---- Data lines

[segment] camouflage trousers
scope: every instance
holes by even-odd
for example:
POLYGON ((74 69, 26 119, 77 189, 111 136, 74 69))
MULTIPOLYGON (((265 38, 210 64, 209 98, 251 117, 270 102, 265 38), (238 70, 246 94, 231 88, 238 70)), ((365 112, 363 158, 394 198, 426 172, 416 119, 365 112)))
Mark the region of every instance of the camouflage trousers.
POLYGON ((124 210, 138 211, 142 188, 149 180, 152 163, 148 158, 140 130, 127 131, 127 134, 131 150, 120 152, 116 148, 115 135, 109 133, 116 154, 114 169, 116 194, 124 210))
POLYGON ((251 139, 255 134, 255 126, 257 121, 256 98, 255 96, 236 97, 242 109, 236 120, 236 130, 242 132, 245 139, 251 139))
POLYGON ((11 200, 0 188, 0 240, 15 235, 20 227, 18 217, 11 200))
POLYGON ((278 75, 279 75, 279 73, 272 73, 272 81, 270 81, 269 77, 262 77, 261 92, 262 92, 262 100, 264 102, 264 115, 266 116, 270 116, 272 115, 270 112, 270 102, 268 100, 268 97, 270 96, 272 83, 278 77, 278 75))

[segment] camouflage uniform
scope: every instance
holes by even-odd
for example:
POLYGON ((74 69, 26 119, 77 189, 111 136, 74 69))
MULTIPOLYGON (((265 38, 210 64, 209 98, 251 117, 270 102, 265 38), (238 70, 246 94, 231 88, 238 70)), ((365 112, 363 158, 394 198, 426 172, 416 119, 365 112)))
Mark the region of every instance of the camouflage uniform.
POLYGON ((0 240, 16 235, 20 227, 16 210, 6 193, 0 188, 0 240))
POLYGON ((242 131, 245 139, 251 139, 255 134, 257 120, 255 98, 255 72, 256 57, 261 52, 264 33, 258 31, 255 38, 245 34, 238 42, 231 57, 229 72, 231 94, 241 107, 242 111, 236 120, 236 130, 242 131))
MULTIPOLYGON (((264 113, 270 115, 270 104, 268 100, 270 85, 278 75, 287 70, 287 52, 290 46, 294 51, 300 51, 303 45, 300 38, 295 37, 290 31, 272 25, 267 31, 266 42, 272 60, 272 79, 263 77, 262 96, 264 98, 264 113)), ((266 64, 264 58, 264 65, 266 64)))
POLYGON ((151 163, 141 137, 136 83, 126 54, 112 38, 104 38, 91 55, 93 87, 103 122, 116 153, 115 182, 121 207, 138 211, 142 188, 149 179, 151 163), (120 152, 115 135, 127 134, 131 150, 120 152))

--------

Reproduce every line of the data above without any changes.

[segment] camouflage trousers
scope: every instance
holes by even-odd
for example:
POLYGON ((74 69, 26 119, 77 189, 111 136, 74 69))
MULTIPOLYGON (((265 38, 210 64, 209 98, 251 117, 270 102, 265 38), (238 70, 246 94, 231 88, 238 70)), ((365 112, 363 158, 394 198, 426 172, 416 119, 365 112)))
Mark the region of every instance of the camouflage trousers.
POLYGON ((124 210, 138 211, 142 188, 149 180, 152 163, 148 158, 140 130, 127 131, 127 134, 131 150, 120 152, 116 148, 115 135, 109 133, 116 154, 114 169, 116 194, 124 210))
POLYGON ((251 139, 255 134, 255 126, 257 121, 256 98, 255 96, 236 97, 242 109, 236 120, 236 130, 242 132, 245 139, 251 139))
POLYGON ((11 200, 0 188, 0 240, 15 235, 20 227, 18 217, 11 200))
POLYGON ((278 75, 279 75, 279 73, 272 73, 272 81, 270 81, 269 77, 262 77, 261 92, 262 92, 262 100, 264 102, 264 115, 266 116, 270 116, 272 115, 270 112, 270 102, 268 100, 268 97, 270 96, 272 83, 278 77, 278 75))

[segment] camouflage uniform
scope: every instance
holes by even-odd
for example:
POLYGON ((74 69, 26 119, 77 189, 111 136, 74 69))
MULTIPOLYGON (((265 38, 210 64, 209 98, 251 117, 270 102, 265 38), (238 70, 246 94, 231 88, 238 70)), ((365 112, 363 158, 394 198, 426 172, 416 119, 365 112)))
Mark the region of every instance of the camouflage uniform.
POLYGON ((0 240, 16 235, 20 227, 16 210, 6 193, 0 188, 0 240))
POLYGON ((242 131, 245 139, 251 139, 255 134, 257 120, 255 98, 255 72, 256 57, 261 52, 264 33, 258 31, 255 38, 245 34, 238 42, 231 57, 229 72, 231 94, 241 107, 242 111, 236 120, 236 130, 242 131))
MULTIPOLYGON (((264 113, 270 115, 270 104, 268 100, 270 85, 278 75, 287 70, 287 52, 290 46, 294 51, 300 51, 303 45, 300 38, 295 37, 290 31, 272 25, 267 31, 266 42, 272 60, 272 79, 263 77, 262 96, 264 98, 264 113)), ((266 64, 264 58, 264 65, 266 64)))
POLYGON ((151 163, 141 137, 136 83, 126 54, 112 38, 104 38, 91 55, 93 87, 103 122, 116 153, 115 182, 121 207, 138 211, 142 188, 149 179, 151 163), (120 152, 115 135, 127 134, 131 150, 120 152))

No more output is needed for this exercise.